EXERCISE DATA Block Start

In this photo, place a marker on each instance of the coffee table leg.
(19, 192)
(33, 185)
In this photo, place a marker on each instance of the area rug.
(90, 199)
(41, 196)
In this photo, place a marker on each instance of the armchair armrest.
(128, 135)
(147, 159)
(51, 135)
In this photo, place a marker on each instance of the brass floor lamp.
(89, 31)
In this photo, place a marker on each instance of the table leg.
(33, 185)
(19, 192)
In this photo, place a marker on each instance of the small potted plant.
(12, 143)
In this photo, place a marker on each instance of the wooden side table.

EXERCISE DATA Block End
EXERCISE DATA Block Start

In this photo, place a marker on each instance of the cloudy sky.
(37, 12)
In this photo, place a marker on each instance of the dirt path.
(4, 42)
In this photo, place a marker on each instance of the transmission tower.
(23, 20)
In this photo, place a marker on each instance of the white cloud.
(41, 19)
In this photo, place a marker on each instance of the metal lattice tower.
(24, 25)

EXERCISE DATA Block End

WORK INSTRUCTIONS :: Print, without alteration, only the lines above between the one holding "brass floor lamp." and the one holding "wooden side table.", inclusive.

TASK SOLUTION ::
In this photo, place a marker on each instance of the brass floor lamp.
(89, 31)
In this photo, place a marker on each instance of the table leg.
(33, 185)
(19, 192)
In this photo, place a marker on each instance of the small potted plant.
(12, 143)
In this photo, place a marker on each instance of the wooden side table.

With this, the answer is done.